OBJECTIVE
Retype the passage from the interview on IT security regulation, starting at "Thomas Thelen: When" and ending at "so-called Collections #1-5.".

IT security ensures secure lives. I’m very excited to be able to conduct important, socially relevant research through our project on IT security regulation under the Germany Federal Office for Information Security. This project highlights the excellent research being conducted at the University of Passau and it fits perfectly with our area of specialisation, digitalisation.
Thomas Thelen: When it was adopted in 2015, the German IT Security Act expanded the responsibilities of the Federal Office for Information Security (BSI). Can or should a government institution be responsible for guaranteeing comprehensive IT security for its country, companies and citizens? Greater control by the state has been demanded, especially after identity data was publicly disclosed in the so-called Collections #1-5.
Professor Dirk Heckmann: What you are asking about is a fundamental issue in IT security, namely how far does the responsibility of individual stakeholders such as the government, users, manufacturers, providers, etc. go when it comes to ensuring IT security? First of all, it must be understood that complex interdependencies make it impossible to hold one stakeholder fully responsible, except in rare cases. The only way we can get close to attaining a state of adequate IT security is through cooperation. In a sense, we can think of it as IT managed by joint owners. The government also carries its share of responsibility as it has the mandate to ensure security so that citizens can enjoy their freedoms. In principle, therefore, the government’s desire to increase efforts to meet this responsibility through the BSI should be viewed as positive, regardless of how effective the IT Security Act is in individual cases. That being said, it is important to remember that the government cannot guarantee protection everywhere, all the time. Appropriate measures and precautions must also be taken by IT users. The debates about digital education, however, show that users have not been equipped to do so. This is why the plans developed up until now to increase IT security can only ever be one mosaic tile.
Thomas Thelen: Germany’s current IT Security Act and the Europe’s General Data Protection Regulation uses the phrase “state of the art” quite often, and the recommendations of the IT Security Association Germany (TeleTrust) are key to understanding what this means exactly. Within the context of amending the IT Security Act, is it possible to describe dynamic technological developments in a reliable and legally sound manner?
Professor Dirk Heckmann: The broad reference to “state of the art” shows that regulation is, in many aspects, lagging behind innovation. There are several possible solutions, such as legally recognised standardisation and certification, which could be adapted more swiftly than laws or administrative orders. But even here, the innovation cycle is much too fast, meaning standards quickly become outdated. Referring to “state of the art” may provide less legal security, but it has a substantial advantage, namely that it doesn’t hinder innovation the same way that rigid standards or regulatory requirements do.
Thomas Thelen: You also sit on the Ethics Commission on Automated Driving, which is under the German Federal Ministry of Transport and Digital Infrastructure. There is much talk about the damage that could potentially be incurred by self-driving vehicles. Are there any arguments to counter this fear, for example the number of accidents that could be avoided by fast-reacting self-driving vehicles? And how can we pin down issues concerning liability when new types of technology are used?
Professor Dirk Heckmann: It is difficult to estimate these things before the new technology is actually used, especially since the development of self-driving vehicles still has a long way to go. Still, damage can never be entirely ruled out, so the goal must be to reduce risk. If automated driving systems end up becoming so reliable that we are able to lower the number of accidents, then using self-driving vehicles may even seem imperative. The Ethics Commission has commented extensively on this issue within its area of remit. Vehicles should also not be “upgraded” to legal entities in case damage does occur, as this would amount to unjustifiably outsourcing responsibility for the technology. In addition, not doing so preserves the current model, which includes strict liability for socially accepted risks and mandatory insurance. There is no reason to turn this system upside down.

PROVIDED MATERIAL
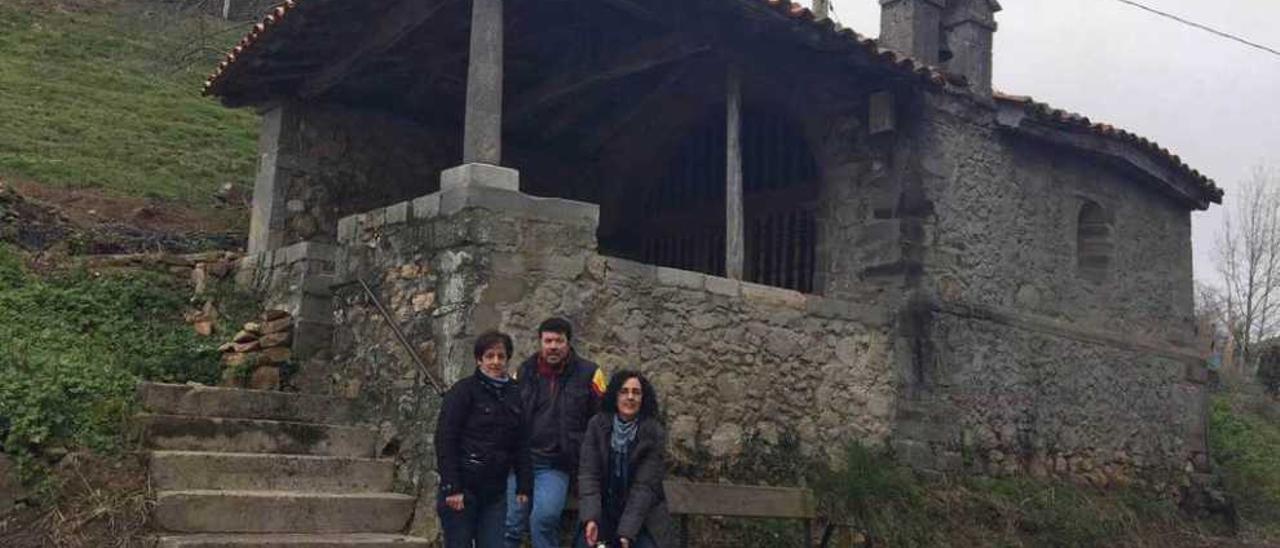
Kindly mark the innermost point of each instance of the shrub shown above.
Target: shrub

RESULT
Thomas Thelen: When it was adopted in 2015, the German IT Security Act expanded the responsibilities of the Federal Office for Information Security (BSI). Can or should a government institution be responsible for guaranteeing comprehensive IT security for its country, companies and citizens? Greater control by the state has been demanded, especially after identity data was publicly disclosed in the so-called Collections #1-5.